EXERCISE INPUT
== Segment start ==

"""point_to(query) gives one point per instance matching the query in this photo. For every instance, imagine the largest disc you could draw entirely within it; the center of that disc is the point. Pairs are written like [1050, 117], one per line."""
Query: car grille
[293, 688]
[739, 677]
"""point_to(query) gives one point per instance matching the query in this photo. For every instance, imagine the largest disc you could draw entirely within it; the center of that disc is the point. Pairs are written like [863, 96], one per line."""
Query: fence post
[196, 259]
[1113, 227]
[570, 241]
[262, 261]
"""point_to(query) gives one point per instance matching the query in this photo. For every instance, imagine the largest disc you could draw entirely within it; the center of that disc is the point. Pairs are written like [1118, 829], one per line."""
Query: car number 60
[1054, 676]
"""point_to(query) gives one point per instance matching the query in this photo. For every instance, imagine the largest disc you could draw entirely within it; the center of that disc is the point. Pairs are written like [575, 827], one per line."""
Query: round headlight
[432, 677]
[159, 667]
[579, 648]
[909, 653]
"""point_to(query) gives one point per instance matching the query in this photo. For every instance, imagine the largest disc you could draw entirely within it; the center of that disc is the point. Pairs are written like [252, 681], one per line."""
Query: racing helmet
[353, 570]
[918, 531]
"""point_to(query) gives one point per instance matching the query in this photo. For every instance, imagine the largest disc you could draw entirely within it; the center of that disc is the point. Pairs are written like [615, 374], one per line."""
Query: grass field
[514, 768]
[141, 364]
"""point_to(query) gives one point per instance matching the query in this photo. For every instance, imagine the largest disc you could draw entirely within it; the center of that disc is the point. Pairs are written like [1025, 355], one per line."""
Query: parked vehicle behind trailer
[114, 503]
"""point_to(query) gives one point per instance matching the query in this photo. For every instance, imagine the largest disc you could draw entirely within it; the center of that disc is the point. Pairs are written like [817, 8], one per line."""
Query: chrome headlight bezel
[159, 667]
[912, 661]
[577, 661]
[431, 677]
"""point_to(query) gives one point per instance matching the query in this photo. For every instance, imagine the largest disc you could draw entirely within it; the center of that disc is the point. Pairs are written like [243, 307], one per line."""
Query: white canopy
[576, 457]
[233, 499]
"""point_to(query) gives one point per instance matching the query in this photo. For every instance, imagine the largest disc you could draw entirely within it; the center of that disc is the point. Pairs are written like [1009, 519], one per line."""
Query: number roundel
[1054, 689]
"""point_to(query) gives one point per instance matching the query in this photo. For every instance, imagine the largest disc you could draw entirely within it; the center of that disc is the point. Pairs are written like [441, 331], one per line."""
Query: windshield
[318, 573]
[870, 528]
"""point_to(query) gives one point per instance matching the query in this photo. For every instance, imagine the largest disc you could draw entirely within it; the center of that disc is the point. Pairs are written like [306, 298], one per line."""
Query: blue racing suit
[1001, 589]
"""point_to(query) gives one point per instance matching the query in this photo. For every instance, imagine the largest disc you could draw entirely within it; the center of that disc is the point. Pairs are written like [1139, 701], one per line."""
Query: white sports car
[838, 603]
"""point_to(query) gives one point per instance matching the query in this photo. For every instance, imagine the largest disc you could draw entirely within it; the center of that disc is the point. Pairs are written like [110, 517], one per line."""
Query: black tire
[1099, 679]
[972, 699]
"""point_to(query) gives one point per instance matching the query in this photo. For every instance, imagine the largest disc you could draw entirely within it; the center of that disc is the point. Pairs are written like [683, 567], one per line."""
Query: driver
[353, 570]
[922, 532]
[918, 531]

== Segment end ==

TO DO
Copy out each record, keeping every word as it is.

RESPONSE AREA
"""point_to(query) gives one point per instance matching the query in this photo. For every instance, imagine the largest disc you could draw entirely within it; the center of that disc is the point. Pairs are written like [1050, 117], one per line."""
Query: car grille
[293, 688]
[739, 677]
"""point_to(query) gives one point per instance matching the query in this photo. For every instance, imagine the largest disc you could draw entirely within it; the center of that disc is the point. Pairs are written like [863, 96], one per line."""
Query: fence post
[196, 259]
[1113, 227]
[570, 241]
[262, 261]
"""point_to(query) gives one point per instance matching the query in this photo. For every instance, imagine the largest disc you could draw entirely within it; the center of that disc is the point. Pairs are written like [1118, 829], one per line."""
Query: car number 60
[1054, 676]
"""point_to(query) gives one point per instance matching the query in this photo. For every instance, imagine the largest disc you could draw entirely within it; the center of that disc is the point. Pairs are written like [575, 827], one per line."""
Query: round headlight
[432, 677]
[159, 667]
[579, 648]
[909, 653]
"""point_to(query) gives one point per instance matching the query in this photo. For every instance, imagine the largest disc you could draw entirely within it; the center of that disc is the point. Pairs are written like [252, 681], one per line."""
Query: racing helmet
[353, 570]
[918, 531]
"""point_to(query) gives one point per instance matching the query in this photo. For every instance, imagine the largest disc you could draw entirely within it; the center of that disc is the point. Pairs are written like [615, 374], one per line."""
Query: grass field
[514, 768]
[141, 364]
"""point_to(query) gives one point per instance matching the query in this photo. For every instance, imagine the largest disc you could draw entirely within it; the center of that disc is the point. Pairs are written like [1025, 355], one per line."""
Query: parked vehicle behind trailer
[114, 503]
"""point_to(query) gives one point per instance matching the query in this photo. For every instance, imagine the largest disc you could draw entirely within it; the center of that disc is the point. Pairs are written like [817, 8], one per line."""
Query: chrome headlight bezel
[159, 667]
[912, 661]
[577, 661]
[431, 677]
"""point_to(query) gives one point per instance matching the query in this photo. For every instance, imagine the largest disc you could draw entirely within it; the center of that disc is the point. Pairs are written like [243, 307], one per line."""
Query: white canopy
[576, 457]
[233, 499]
"""point_to(query) gives one point per instance matching the query in this photo. For every instance, imagine the largest disc you could draw entirely within it; the center of that disc is the point. Pairs are written like [1009, 519], one per line."""
Query: number roundel
[1054, 689]
"""point_to(query) gives one point per instance matching the query in this photo. For every instance, imagine the largest disc you could draw entirely within it; the center of that disc is the point. Pairs are written like [441, 331], one per line."""
Query: windshield
[318, 573]
[870, 528]
"""point_to(query) gives one point per instance matching the query in this photo. For every instance, imagine the largest disc you could draw entirely within it; the center of that disc is the point. Pairs are written like [306, 298], one per line."""
Query: blue racing suit
[1001, 589]
"""point_to(query) gives one point per instance matching the query in this photo. For every instance, imagine the largest disc you could draw entirely within it; the center of that disc is the point. Pairs are written like [1139, 701], one per line."""
Query: white sports car
[838, 603]
"""point_to(query) gives one point per instance matching the query in this photo. For every instance, imagine the largest disc you could draw entirely within it; the center of that disc is the point. Pairs are written like [110, 517], one per line."""
Query: black tire
[1099, 679]
[972, 699]
"""point_to(query) gives one point per instance matching the query in this photo. For every instance, imagine the largest disc you could draw entirely within it; the center of that disc is the point. Pairs are written like [683, 567], one per line."""
Query: driver
[353, 570]
[922, 532]
[918, 531]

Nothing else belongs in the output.